GOAL OF THE EXERCISE:
Return every line below exactly, without dropping any.
══════
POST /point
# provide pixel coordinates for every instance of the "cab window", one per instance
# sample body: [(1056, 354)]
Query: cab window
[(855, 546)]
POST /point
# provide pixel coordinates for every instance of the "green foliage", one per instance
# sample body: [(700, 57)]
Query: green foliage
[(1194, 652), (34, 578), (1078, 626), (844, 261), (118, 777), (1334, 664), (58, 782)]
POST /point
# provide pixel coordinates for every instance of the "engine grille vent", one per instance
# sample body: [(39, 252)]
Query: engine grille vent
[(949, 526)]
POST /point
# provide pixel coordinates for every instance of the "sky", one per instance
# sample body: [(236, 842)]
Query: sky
══════
RESPONSE TO THIS TASK:
POST /point
# provide pixel coordinates for every instance of the "cab window", one per instance
# sample body: [(1056, 354)]
Query: cab window
[(855, 546)]
POST /point
# provide pixel coordinates for every instance of the "green foliage", one per instance
# sample body: [(700, 57)]
Query: green foliage
[(1194, 652), (34, 578), (1078, 626), (844, 261), (118, 777), (1334, 664), (58, 782)]
POST /point
# provide pixel coordinates for every instance of the "engine grille vent", one per instance
# sample body: [(39, 252)]
Query: engine grille vent
[(949, 526)]
POST /point
# provide pixel coordinates for every instance of the "sky", one per instance
# sample body: [(236, 842)]
Query: sky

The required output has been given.